PROBLEMAS POR RESOLVER
1. Reescribe en forma de lista, más breve, el párrafo del texto sobre la homofobia que comienza con «Viví en un bloque de casas militares». Conserva sus datos principales.
2. Según el texto sobre la homofobia, ¿en qué curso llegaban al colegio las únicas mujeres que estudiaban allí?
3. Escribe la continuación del texto sobre la homofobia a partir de su última oración.

═══ FRAGMENTO EXTRAÍDO

Cosas de rojos y maricones

Eso de la homofobia me lo sé muy bien, me lo aprendí muy pronto obligado por las circunstancias. Tuve que escuchar, de forma insistente, que había cosas exclusivas de y para los hombres, que algunas otras eran cosa de nenazas y te convertían en maricón; que si mostrabas cierta prudencia con las alturas, con la gran velocidad o con cualquier tipo de peligro, te convertías en un mariquita.

Viví en un bloque de casas militares, rodeado de militares, de hijos de militares, de ‘militaras’ y de hijas de ‘militaras’. Estudié en un colegio religioso en el que solo se admitían a los chicos. Las únicas mujeres que estudiaban allí llegaban en COU y volvían a irse. Por si alguien tiene dudas, aclararé que el machismo y la homofobia en ese colegio eran brutales, densos, peligrosos. Todo lo que tuviera que ver con la condición sexual de las personas era superlativo. Con el tiempo ha quedado claro que la homosexualidad en conventos, monasterios y seminarios, era una realidad. Como en cualquier otro sitio, incluido el ejército y aquellas casas en las que vivíamos las familias de los militares y ellos mismos. Sin embargo, en aquellos años todo parecía diferente.

══════
═══ LÍNEAS PROPORCIONADAS

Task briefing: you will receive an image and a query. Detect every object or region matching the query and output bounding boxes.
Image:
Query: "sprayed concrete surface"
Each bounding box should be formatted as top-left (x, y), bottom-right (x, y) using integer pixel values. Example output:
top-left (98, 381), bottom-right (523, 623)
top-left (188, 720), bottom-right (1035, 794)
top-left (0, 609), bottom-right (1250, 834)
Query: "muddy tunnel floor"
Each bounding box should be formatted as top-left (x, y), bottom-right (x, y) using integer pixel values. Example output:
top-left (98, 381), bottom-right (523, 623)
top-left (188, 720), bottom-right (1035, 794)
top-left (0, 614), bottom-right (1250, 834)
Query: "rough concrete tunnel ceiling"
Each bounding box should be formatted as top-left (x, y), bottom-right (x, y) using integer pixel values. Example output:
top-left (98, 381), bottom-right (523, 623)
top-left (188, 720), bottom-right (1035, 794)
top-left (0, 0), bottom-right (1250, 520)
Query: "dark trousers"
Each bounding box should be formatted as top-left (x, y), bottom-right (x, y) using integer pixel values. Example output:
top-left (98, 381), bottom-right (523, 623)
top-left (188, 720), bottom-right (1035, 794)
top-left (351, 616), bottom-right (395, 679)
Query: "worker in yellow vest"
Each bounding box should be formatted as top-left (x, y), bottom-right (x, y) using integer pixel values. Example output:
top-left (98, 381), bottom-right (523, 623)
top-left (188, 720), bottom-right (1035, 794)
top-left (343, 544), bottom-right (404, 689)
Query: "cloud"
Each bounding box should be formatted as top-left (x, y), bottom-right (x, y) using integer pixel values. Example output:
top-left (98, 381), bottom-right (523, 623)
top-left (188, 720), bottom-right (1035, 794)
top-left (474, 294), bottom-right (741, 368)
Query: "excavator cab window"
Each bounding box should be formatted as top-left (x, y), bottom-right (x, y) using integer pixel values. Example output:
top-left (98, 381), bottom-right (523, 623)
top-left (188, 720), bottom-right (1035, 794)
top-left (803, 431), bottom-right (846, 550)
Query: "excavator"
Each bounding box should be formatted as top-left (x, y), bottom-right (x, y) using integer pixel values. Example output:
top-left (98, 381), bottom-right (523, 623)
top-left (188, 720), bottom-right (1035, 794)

══════

RESPUESTAS POR TAREA
1.
- Vivienda: un bloque de casas militares, rodeado de militares y de sus hijos e hijas.
- Estudios: un colegio religioso que solo admitía a chicos; las únicas mujeres llegaban en COU y volvían a irse.
- Ambiente del colegio: machismo y homofobia brutales, densos y peligrosos; todo lo relacionado con la condición sexual era superlativo.
- Realidad: con el tiempo se ha sabido que la homosexualidad existía en conventos, monasterios, seminarios, el ejército y las casas de los militares, como en cualquier otro sitio.
- Percepción: en aquellos años todo parecía diferente.

2. Llegaban en COU y volvían a irse.

3.
A lo que iba; creo conocer el ambiente más homófobo y más cruel por esas razones que apuntaba. No lo recuerdo, pero supongo que en alguna ocasión me sumé a la caza y escarnio del maricón estando en el patio del colegio, supongo que insulté al que se le acusaba de ser un mariquita sin remedio (todavía hoy, hay quien defiende que la homosexualidad es una enfermedad, una desviación que se puede arreglar con terapia). Yo era un muchacho integrado en el grupo y eso significa que haría lo que el grupo hacía. Las cosas, lamentablemente, funcionan así más veces de lo deseado. Desgraciadamente, en aquellos tiempos la persecución y la injusticia con los débiles eran algo casi normal. Además, sufrí y pude sentir lo mismo que aquellos que eran acusados de ser maricas (ser gay es una cosa muy moderna, antes eras marica o bollera o tortillera o sarasa, poco más), no por mi condición sexual sino por lo que quería llegar a ser, por mi forma de entender las cosas. Después de expresar mi deseo de escribir poemas, de contar historias, viendo la reacción que provocaba entre tanto macho ibérico español, decidí dejar de decirlo. Fue muchísimo tiempo después cuando volví a los libros, a la escritura. Renuncié durante años a lo que quería ser, a lo que ya era desde antes de nacer. Olvidé quién era.

Escribir poemas era cosa de nenaza o de maricón en determinados círculos sociales. Eso o eras un rojazo peligroso. Lo de leer nunca ha sido bien visto por los dictadores autoritarios y sus acólitos. Un verdadero desastre.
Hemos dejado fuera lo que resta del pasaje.